begin DATA FOR THIS EXERCISE
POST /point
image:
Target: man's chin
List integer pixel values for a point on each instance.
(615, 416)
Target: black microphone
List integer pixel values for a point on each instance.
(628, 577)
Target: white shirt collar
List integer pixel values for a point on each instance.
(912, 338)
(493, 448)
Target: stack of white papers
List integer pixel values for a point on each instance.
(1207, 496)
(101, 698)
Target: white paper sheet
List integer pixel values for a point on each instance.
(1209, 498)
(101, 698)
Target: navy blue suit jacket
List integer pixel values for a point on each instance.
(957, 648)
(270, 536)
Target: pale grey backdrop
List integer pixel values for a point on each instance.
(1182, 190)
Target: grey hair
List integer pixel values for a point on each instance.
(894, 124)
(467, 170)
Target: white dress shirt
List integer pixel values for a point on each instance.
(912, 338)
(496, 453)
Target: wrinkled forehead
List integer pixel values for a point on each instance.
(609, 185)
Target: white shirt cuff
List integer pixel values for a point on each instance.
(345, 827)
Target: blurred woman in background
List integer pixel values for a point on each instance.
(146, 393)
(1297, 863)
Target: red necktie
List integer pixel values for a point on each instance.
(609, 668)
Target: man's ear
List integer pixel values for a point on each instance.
end DATA FOR THIS EXERCISE
begin DATA FOR THIS EXERCISE
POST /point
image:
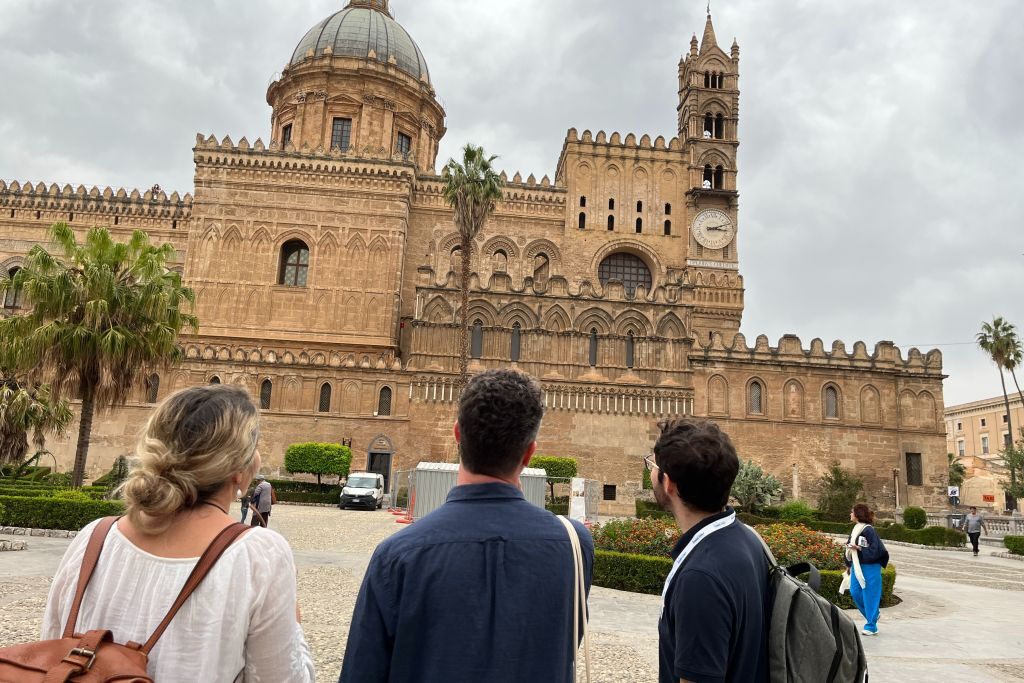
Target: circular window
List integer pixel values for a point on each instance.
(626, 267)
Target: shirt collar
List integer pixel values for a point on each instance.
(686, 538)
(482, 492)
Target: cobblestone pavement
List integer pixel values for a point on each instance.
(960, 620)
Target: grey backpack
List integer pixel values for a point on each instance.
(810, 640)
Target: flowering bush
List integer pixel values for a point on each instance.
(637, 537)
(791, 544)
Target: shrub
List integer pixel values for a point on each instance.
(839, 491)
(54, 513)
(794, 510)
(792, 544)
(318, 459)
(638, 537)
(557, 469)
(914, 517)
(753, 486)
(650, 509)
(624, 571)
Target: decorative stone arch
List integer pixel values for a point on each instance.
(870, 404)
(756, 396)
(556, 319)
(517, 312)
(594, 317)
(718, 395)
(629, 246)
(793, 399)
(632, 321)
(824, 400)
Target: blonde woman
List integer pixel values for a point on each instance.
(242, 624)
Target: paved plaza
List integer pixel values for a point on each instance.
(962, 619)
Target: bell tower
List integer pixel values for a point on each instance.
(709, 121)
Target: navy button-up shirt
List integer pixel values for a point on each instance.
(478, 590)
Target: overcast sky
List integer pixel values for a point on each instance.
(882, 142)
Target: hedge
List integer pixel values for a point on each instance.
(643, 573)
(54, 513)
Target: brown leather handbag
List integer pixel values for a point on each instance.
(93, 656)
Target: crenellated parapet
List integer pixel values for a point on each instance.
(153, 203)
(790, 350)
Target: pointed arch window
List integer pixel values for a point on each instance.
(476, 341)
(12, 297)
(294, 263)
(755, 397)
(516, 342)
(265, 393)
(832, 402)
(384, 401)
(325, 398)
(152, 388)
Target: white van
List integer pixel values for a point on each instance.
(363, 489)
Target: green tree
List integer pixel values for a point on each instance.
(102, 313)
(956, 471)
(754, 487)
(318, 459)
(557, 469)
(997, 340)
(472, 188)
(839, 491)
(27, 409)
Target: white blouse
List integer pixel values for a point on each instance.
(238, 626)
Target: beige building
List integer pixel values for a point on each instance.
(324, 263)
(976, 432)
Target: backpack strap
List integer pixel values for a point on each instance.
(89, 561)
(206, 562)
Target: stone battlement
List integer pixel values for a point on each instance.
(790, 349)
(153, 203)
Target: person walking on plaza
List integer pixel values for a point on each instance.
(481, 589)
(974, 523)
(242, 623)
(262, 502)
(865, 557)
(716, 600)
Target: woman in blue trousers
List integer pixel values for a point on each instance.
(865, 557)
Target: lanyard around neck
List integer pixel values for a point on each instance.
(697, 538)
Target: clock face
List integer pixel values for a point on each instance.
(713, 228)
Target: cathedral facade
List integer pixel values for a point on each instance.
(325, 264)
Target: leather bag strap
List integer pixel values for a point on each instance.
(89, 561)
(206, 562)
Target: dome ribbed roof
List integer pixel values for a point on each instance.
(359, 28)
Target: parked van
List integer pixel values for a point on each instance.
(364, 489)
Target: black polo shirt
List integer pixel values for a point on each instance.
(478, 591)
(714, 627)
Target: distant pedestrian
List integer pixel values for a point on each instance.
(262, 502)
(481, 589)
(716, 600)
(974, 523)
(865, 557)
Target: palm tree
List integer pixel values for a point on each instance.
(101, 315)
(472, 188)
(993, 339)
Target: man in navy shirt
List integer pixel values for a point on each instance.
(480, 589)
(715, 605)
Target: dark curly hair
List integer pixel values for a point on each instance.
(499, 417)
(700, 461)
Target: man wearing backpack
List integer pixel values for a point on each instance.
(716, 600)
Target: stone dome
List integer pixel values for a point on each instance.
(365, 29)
end DATA FOR THIS EXERCISE
begin DATA FOR THIS EXERCISE
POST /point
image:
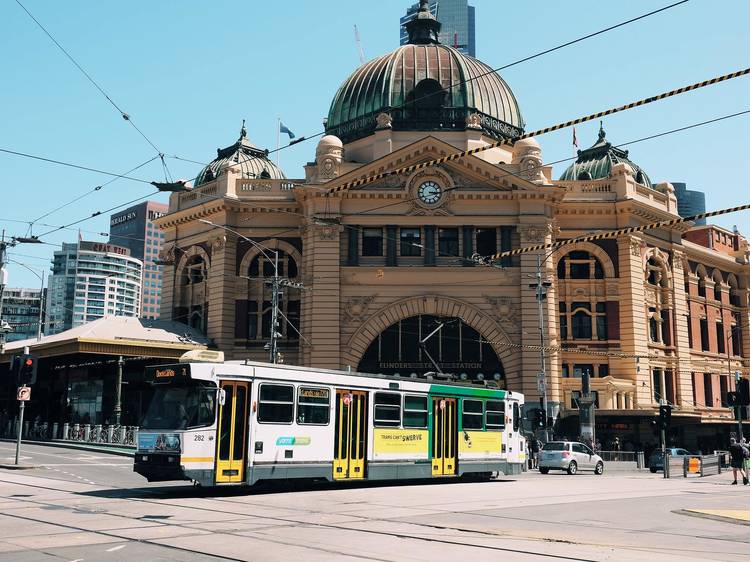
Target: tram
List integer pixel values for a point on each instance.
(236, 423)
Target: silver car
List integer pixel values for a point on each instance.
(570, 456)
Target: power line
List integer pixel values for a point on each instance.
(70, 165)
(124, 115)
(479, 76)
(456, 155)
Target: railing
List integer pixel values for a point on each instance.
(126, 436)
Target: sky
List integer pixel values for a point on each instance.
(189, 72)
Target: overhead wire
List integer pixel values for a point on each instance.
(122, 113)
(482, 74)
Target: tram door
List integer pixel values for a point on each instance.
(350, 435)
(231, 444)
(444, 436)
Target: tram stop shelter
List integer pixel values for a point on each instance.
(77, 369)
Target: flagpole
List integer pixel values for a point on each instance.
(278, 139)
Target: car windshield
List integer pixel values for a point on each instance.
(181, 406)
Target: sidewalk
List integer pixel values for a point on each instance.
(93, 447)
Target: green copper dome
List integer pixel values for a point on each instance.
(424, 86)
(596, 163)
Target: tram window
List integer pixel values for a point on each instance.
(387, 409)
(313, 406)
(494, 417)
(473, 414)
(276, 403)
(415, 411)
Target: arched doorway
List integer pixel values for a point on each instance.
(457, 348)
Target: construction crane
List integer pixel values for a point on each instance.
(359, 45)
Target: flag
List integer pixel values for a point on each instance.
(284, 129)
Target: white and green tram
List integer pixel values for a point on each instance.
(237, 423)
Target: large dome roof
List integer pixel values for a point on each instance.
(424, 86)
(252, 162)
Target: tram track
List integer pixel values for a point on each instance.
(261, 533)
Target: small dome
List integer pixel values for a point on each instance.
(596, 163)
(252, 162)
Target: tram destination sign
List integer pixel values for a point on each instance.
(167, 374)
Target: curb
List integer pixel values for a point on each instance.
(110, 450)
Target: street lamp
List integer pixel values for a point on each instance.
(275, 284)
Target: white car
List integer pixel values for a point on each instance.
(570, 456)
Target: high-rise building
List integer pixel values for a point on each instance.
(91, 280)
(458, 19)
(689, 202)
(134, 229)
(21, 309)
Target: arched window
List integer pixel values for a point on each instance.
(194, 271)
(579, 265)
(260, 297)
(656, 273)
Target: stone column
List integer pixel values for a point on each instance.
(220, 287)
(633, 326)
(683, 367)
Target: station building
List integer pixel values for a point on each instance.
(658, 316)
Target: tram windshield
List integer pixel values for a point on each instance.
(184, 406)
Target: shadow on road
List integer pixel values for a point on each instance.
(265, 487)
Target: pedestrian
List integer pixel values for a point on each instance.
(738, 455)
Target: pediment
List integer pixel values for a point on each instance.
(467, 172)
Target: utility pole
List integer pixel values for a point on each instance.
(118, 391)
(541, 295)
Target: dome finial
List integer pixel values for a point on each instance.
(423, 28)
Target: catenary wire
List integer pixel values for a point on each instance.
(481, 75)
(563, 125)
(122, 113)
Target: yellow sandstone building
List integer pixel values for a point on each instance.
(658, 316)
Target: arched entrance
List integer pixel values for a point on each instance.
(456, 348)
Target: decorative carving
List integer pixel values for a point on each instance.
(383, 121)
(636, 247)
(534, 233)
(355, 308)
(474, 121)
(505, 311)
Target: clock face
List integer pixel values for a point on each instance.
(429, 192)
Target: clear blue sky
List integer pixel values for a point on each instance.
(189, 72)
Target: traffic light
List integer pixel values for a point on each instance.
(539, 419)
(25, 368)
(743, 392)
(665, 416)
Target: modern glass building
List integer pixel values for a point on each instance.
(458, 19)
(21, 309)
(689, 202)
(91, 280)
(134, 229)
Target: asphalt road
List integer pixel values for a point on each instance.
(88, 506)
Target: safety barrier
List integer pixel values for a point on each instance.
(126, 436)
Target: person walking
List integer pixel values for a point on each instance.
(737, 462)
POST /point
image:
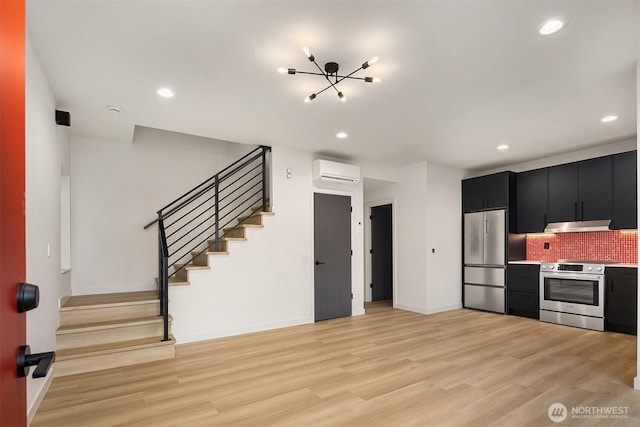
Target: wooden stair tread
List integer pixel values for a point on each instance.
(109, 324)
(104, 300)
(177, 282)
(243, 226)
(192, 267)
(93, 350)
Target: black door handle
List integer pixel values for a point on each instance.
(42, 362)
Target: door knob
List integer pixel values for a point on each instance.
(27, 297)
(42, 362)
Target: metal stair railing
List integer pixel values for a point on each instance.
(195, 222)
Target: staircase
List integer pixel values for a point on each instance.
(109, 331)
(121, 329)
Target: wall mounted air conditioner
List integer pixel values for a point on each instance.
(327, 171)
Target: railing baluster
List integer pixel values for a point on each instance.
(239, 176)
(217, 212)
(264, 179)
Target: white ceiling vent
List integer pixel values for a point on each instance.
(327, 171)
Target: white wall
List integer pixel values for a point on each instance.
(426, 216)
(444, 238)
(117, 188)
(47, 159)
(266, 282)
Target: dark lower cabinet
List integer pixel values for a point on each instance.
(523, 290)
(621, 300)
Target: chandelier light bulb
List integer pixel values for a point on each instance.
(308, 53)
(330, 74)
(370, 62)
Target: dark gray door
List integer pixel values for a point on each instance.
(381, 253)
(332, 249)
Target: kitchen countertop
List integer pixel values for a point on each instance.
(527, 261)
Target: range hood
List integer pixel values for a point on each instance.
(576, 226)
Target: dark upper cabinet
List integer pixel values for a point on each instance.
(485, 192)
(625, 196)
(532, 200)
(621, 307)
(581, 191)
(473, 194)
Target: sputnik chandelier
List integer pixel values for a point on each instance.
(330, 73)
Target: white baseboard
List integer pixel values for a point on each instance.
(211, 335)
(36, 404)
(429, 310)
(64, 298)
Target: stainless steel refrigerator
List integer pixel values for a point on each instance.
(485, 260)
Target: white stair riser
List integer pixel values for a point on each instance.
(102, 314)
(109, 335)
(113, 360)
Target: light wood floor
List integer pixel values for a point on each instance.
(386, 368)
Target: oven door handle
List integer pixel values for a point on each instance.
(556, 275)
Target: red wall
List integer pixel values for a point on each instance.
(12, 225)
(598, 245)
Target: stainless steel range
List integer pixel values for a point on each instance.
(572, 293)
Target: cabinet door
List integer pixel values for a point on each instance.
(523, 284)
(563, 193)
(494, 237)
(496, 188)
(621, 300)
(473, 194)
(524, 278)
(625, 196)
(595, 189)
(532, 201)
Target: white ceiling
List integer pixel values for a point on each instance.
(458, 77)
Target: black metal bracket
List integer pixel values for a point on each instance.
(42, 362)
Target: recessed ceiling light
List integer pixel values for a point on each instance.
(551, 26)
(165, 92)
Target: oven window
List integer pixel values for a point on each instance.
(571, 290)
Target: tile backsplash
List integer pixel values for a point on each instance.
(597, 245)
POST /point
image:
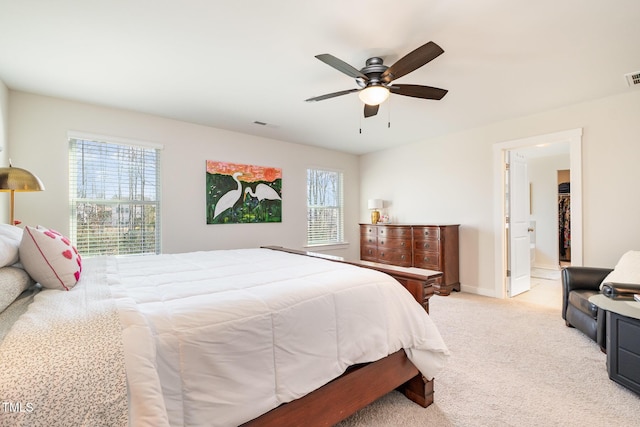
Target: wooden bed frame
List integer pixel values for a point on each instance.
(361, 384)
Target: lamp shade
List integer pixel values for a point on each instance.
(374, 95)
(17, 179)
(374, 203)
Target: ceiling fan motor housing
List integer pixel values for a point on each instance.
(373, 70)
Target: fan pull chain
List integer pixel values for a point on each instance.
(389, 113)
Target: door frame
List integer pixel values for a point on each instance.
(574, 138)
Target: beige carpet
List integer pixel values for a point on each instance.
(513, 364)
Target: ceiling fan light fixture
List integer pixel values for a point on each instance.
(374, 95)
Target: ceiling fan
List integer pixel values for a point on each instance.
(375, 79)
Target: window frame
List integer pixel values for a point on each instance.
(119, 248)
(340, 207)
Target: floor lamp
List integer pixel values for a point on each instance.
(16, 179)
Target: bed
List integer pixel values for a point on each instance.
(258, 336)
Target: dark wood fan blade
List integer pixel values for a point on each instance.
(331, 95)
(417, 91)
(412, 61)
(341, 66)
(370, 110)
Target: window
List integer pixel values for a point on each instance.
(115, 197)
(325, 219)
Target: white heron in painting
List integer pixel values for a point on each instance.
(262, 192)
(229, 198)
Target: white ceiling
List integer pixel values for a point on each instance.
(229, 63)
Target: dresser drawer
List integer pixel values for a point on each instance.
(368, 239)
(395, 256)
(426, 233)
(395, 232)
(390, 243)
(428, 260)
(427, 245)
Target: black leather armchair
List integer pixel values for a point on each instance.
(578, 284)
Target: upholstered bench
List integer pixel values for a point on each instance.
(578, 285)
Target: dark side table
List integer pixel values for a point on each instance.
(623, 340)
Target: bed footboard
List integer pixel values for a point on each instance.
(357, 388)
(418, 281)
end DATA FOR THIS EXERCISE
[PROBLEM REQUIREMENTS] Count the lines in the data above that contain the string "pedestrian", and give only that number.

[FULL OUTPUT] 2